- Extrait du texte
--- --- ---

Embauché par Dorothy Norwood au début des années 1970, il l’accompagne en tournée, en particulier lorsque celle-ci assure pendant trente dates la première partie des Rolling Stones. Keith Richards s’en souviendra, au point de l’embaucher pour quelques chœurs sur son album solo de 1988. Il collabore également avec Joe Cocker et Donald Fagen. Dans le courant des années 1980, Butler, qui a publié quelques singles séculiers sous son nom au début de la décennie (dont I can’t get over (Loving you), devenu un petit classique de la soul de l’époque) a rejoint les Blind Boys of Alabama de Clarence Fountain, participant à la comédie musicale The Gospel At Colonus et apparaissant sur plusieurs albums du groupe dans les années 1980 et 1990.

Il publie un album en collaboration avec Fountain, “Stepping Up & Stepping Out”, en 2009, puis un vrai album solo, “Raise Your Hands!” en 2015, qui le voit interpréter des compositions de Bruce Springsteen, Tom Waits, Eric Clapton et d’autres artistes pop et country. Un autre album sous son nom paraît en 2018, “Clarence Fountain Presents Sam Butler”. Il se produisait encore sous son nom il y a quelques mois. 

Norby Walters (1932-2023)

Figure flamboyante d’Hollywood, connu pour ses soirées et ses parties légendaires, Norby Walters avait fait ses débuts dans le monde de la musique en programmant des musiciens de jazz dans le bar de son père, rebaptisé le Brooklyn Bop Shop, au début des années 1950, offrant notamment son premier contrat en vedette à Miles Davis, avant de monter son agence de management et de booking, travaillant notamment avec et pour Gloria Gaynor, Marvin Gaye, Kool & the Gang, Patti LaBelle, Rick James, Parliament-Funkadelic, The Gap Band, The Four Tops, Michael Jackson et les premiers artistes hip-hop.

--- --- ---

- Données fournies
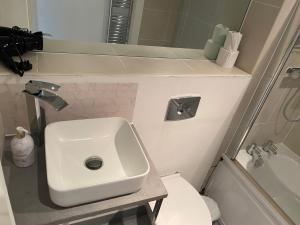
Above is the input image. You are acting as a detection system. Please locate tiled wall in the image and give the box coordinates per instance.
[0,54,251,189]
[138,0,183,46]
[0,79,137,134]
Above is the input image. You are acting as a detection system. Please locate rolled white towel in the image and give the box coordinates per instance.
[224,31,243,52]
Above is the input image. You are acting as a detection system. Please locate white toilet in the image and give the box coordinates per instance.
[151,174,220,225]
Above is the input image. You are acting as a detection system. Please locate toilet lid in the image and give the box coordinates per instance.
[150,174,212,225]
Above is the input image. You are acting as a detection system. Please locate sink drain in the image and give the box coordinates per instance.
[85,156,103,170]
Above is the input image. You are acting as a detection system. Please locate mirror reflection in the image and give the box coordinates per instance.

--- --- ---

- Travail demandé
**1)** Répondez à ces questions sur l'extrait :
(a) Qui a embauché Butler au début des années 1970 ?
(b) En quelle année paraît l'album « Raise Your Hands! » ?
(c) Quel nom a reçu le bar du père de Norby Walters une fois rebaptisé ?
**2)** Renvoyez sans rien changer la partie de l'extrait qui s'ouvre sur les mots contenant « Il publie un » et se termine par « Norby Walters (1932-2023) ».

- Résultats dans l'ordre
**1)**
(a) Dorothy Norwood.
(b) En 2015.
(c) Le Brooklyn Bop Shop.

**2)**
Il publie un album en collaboration avec Fountain, “Stepping Up & Stepping Out”, en 2009, puis un vrai album solo, “Raise Your Hands!” en 2015, qui le voit interpréter des compositions de Bruce Springsteen, Tom Waits, Eric Clapton et d’autres artistes pop et country. Un autre album sous son nom paraît en 2018, “Clarence Fountain Presents Sam Butler”. Il se produisait encore sous son nom il y a quelques mois. 

Norby Walters (1932-2023)